| Task to carry out |
Look through the records below, and whenever a line contains "above", copy it.

Source data

=====

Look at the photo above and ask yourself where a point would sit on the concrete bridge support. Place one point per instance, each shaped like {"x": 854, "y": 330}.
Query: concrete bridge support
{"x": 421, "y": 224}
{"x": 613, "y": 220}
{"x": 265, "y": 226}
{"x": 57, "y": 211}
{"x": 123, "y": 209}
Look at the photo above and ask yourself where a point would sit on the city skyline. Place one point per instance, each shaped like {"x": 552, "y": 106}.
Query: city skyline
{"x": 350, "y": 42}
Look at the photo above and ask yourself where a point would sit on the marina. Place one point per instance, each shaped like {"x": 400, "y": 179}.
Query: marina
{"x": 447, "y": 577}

=====

| Answer to the problem |
Look at the photo above and ask yourself where a point would sit on the concrete bridge support. Place one point per instance, each shaped like {"x": 854, "y": 330}.
Look at the photo above and ask yourself where a point would sit on the city skyline. Place one point per instance, each shaped like {"x": 552, "y": 106}.
Look at the photo above and ask yourself where a point would sit on the marina. Place one point per instance, each shaped like {"x": 400, "y": 179}.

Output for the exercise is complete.